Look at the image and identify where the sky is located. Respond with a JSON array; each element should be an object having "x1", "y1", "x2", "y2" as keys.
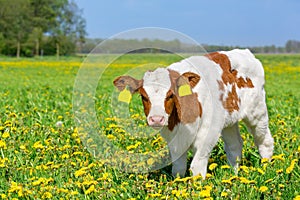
[{"x1": 74, "y1": 0, "x2": 300, "y2": 46}]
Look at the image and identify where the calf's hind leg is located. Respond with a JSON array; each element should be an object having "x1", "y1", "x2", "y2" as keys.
[
  {"x1": 243, "y1": 96, "x2": 274, "y2": 159},
  {"x1": 221, "y1": 123, "x2": 243, "y2": 170},
  {"x1": 244, "y1": 116, "x2": 274, "y2": 159}
]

__Your assignment__
All of the data is to be reproduced exactly, with the pictures left out.

__Response for this exercise__
Look at the image and identify where the sky is located. Respond with a JSON array; each element should be an object having "x1", "y1", "x2", "y2" as keys.
[{"x1": 74, "y1": 0, "x2": 300, "y2": 46}]
Look at the image and identify where the calf's hind leg is located. Respond with a JSON array; each element should be an object having "x1", "y1", "x2", "y2" as keys.
[
  {"x1": 243, "y1": 96, "x2": 274, "y2": 159},
  {"x1": 221, "y1": 123, "x2": 243, "y2": 170},
  {"x1": 244, "y1": 116, "x2": 274, "y2": 159}
]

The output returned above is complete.